Text -
........
Stop Losses for Plunge Protection?
The 1987 Crash Offered Little Warning
by Martin Goldberg CMT. March 4, 2004
An e-mail comment from a reader on a recent FSO Market Observation article, "Could the Market Crash – Everyone Says "No":
"I agree with your thoughts but because we have made a lot of money these past months, I am keeping tight stops on my long positions."
Are stop losses adequate protection from a crash in today's stock market? You would have to consider that throughout history, one purpose of the stock market was to take wealth from the less informed public speculators and move it to the richer and more capitalized and informed players. However, the recent rally off of the October 2002 low has contradicted this timeless trend. You have a lot of the public, who are operating as technical analysts. The practice of the technical analyst public has probably reached unprecedented levels over the last few years. At this stage of the rally most of the public is net long in the usual suspects – technology stocks. So how do you think the market can return to its timeless trend of fleecing the public while the public playing the technical analysis/momentum game in unprecedented numbers? There's only one logical answer, and that is a crash.
I realize that the Crash Theory I suggest has no basis in the "science" of technical analysis. The science suggests that technical analysis enables the analyst (us) to detect underlying weakness in the stock market before a precipitous drop or crash occurs. But with practically everyone practicing technical analysis and observing the same weakness-indicators, it is logical that everyone will act in the same way to the same "stimulus". This, I believe, is the stuff of a steep and devastating crash.
You must consider that technical analysis is an art as well as a science. If technical analysis including such tools as trends and oscillators is considered a series of theorems, then you have to consider the corresponding underlying "postulates" (or unproven bases) of technical analysis including:
- One purpose of the stock market is to provide a market where the uninformed public loses money to the more highly capitalized and informed professionals.
- The stock market renders the greatest number of participants wrong in the long run.
- The biggest stock market gains are made by the public on paper, and that's where they stay.
The most logical way that the three rules described above hold in today's environment is if a Crash occurs.
Public Participation in the Momentum Game
I have no specific statistics to document prevalence of public participation in technical analysis and momentum trading. However, the anecdotal evidence is plentiful and suggests an alarming bubble-like situation. I've mentioned the increasing popularity of the technical analysis-based Investors Business Daily (IBD) before. Also consider the new preponderance of technical analysis products hawked on financial cable radio and TV stations, and newspapers. Look at the preponderance of technical analysis articles on the Yahoo Finance home page. On Bloomberg radio, there is a commercial for day trading courses, where a happy customer tells listeners, "My best day so far, I made $7,000, and on that particular day, I was done by 11 O'clock in the morning." For further evidence of public participation in stock speculation, consider the recent stock charts of publicly traded on-line brokers, Ameritrade and E*Trade, below:


In addition to the public, many professional technical analysts are also "playing" this rally, while relying on their skills in the "science" of technical analysis to make profits, and maintaining stop losses for crash protection. I question the risk with such a strategy by professionals or amateurs because of the potential of a stock market crash. (And I wouldn't depend on the rumored "free" insurance from the "plunge protection team" (PPT) either.) This is because, when a crash hits, stop losses are not likely to help very much. The crash may be similar to Black Tuesday, 1929. At that time the stock market hit an "air pocket" where there simply weren't any bids for stocks. I realize that at first glance of the comparison of 1929 to today's modern age of computers may not seem relevant. However, consider whether your on-line broker has ever experienced "technical difficulties"? Mine has. How will stop losses be executed if there is anything resembling a panic in the stock market? My guess is that the little guy with long positions in the usual suspects will get his financial head handed to him, stop loss or no stop loss. Consider the typical on-line broker's disclaimer:
"System response and account access times may vary due to a variety of factors, including trading volumes, market conditions, system performance, and other factors."
........
Extracted data -
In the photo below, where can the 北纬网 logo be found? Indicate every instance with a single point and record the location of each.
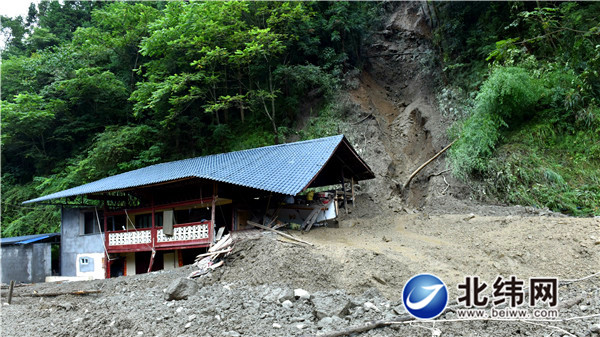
(425, 296)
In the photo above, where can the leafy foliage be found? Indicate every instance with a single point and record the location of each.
(532, 134)
(92, 89)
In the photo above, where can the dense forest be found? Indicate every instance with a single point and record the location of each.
(91, 89)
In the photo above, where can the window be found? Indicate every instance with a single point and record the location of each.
(90, 224)
(116, 222)
(145, 220)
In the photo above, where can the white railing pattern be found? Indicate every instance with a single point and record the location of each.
(129, 238)
(184, 233)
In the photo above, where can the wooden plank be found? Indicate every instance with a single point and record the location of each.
(312, 222)
(309, 218)
(220, 233)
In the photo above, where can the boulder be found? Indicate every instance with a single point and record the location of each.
(327, 305)
(181, 289)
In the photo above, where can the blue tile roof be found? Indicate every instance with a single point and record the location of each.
(285, 168)
(23, 240)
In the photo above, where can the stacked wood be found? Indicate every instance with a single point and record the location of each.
(213, 259)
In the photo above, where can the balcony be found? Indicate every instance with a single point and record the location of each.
(195, 234)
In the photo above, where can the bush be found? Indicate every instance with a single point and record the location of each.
(507, 98)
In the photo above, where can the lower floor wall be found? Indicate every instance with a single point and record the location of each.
(126, 264)
(26, 263)
(90, 265)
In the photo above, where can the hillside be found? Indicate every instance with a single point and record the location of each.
(400, 80)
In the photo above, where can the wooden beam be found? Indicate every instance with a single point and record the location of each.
(278, 232)
(426, 163)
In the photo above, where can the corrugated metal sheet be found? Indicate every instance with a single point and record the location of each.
(23, 240)
(285, 168)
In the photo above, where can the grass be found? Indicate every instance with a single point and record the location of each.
(540, 166)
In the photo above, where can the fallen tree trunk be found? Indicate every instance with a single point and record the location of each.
(427, 163)
(278, 232)
(78, 292)
(366, 327)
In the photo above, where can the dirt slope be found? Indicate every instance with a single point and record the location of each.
(391, 235)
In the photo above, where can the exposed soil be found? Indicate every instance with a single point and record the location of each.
(391, 235)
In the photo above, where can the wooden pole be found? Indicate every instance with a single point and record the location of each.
(10, 290)
(352, 191)
(153, 237)
(278, 232)
(427, 163)
(344, 190)
(213, 215)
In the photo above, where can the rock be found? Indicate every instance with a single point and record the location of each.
(286, 295)
(327, 305)
(370, 306)
(325, 321)
(181, 289)
(301, 294)
(66, 305)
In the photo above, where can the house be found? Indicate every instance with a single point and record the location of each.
(27, 259)
(162, 216)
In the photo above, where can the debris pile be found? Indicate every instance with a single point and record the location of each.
(214, 258)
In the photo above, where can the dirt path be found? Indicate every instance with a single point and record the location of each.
(391, 236)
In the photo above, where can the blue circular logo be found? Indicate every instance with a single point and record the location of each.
(425, 296)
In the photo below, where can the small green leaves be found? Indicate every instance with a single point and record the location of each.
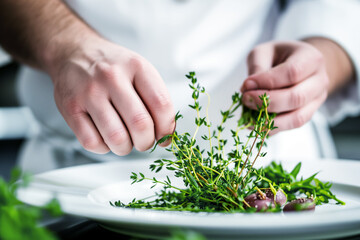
(214, 180)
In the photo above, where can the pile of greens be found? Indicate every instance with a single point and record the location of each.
(215, 180)
(18, 220)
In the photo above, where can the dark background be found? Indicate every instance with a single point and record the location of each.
(346, 136)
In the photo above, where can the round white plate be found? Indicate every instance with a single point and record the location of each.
(86, 191)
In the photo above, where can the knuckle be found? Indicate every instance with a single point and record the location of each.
(91, 90)
(107, 71)
(141, 122)
(162, 102)
(123, 151)
(146, 145)
(251, 56)
(271, 80)
(73, 108)
(298, 99)
(136, 63)
(294, 72)
(91, 144)
(299, 120)
(117, 137)
(318, 57)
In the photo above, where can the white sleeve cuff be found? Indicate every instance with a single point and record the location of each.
(335, 20)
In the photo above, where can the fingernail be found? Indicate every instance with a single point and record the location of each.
(249, 102)
(250, 85)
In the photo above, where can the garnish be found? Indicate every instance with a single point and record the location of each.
(19, 220)
(218, 181)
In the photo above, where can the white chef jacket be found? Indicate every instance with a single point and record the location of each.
(212, 38)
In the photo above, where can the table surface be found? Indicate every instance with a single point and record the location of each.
(74, 228)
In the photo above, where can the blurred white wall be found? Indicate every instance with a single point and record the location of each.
(15, 122)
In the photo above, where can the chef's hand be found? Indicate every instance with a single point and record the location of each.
(297, 76)
(112, 98)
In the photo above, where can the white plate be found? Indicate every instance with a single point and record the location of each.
(86, 191)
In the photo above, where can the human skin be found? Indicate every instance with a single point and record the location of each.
(297, 76)
(111, 97)
(114, 99)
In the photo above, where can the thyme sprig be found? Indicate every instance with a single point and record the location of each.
(218, 181)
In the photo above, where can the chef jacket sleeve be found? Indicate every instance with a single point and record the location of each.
(335, 20)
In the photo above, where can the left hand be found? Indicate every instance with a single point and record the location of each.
(294, 76)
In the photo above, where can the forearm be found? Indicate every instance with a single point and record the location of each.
(35, 32)
(339, 67)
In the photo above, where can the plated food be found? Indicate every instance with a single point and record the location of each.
(219, 181)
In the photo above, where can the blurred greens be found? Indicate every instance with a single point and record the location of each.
(19, 220)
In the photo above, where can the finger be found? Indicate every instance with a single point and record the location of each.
(110, 126)
(288, 99)
(150, 86)
(84, 129)
(299, 66)
(135, 115)
(260, 59)
(299, 117)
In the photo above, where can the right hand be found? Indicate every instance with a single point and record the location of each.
(112, 98)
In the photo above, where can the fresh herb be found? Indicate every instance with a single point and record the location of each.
(18, 220)
(215, 180)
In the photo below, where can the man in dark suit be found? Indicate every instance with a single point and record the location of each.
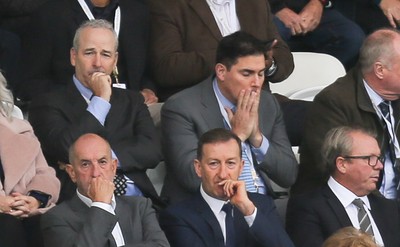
........
Instructions -
1. Reproduce everything in the stop-loss article from "Are stop losses" down to "is a crash.".
2. Pick up the article on stop losses and market crashes and continue it from the end of its final sentence.

Responses by task -
1.
Are stop losses adequate protection from a crash in today's stock market? You would have to consider that throughout history, one purpose of the stock market was to take wealth from the less informed public speculators and move it to the richer and more capitalized and informed players. However, the recent rally off of the October 2002 low has contradicted this timeless trend. You have a lot of the public, who are operating as technical analysts. The practice of the technical analyst public has probably reached unprecedented levels over the last few years. At this stage of the rally most of the public is net long in the usual suspects – technology stocks. So how do you think the market can return to its timeless trend of fleecing the public while the public playing the technical analysis/momentum game in unprecedented numbers? There's only one logical answer, and that is a crash.

2.
Finally, I realize that suggesting a crash is likely to render bearish people like me a bit eccentric at best. Generally before a crash, it is the most negative market observers that seem the most foolish. This is also a timeless constant of the stock market. Remember how Gail Dudack was ousted from Louis Rukeyser's stock market "elves", when she was the only bearish "elf" in 1999? Bearish market observers have been looking like the village idiots lately. The stock market may be ready to crash when there are no sane bears standing. Given the current environment, it can happen at any time.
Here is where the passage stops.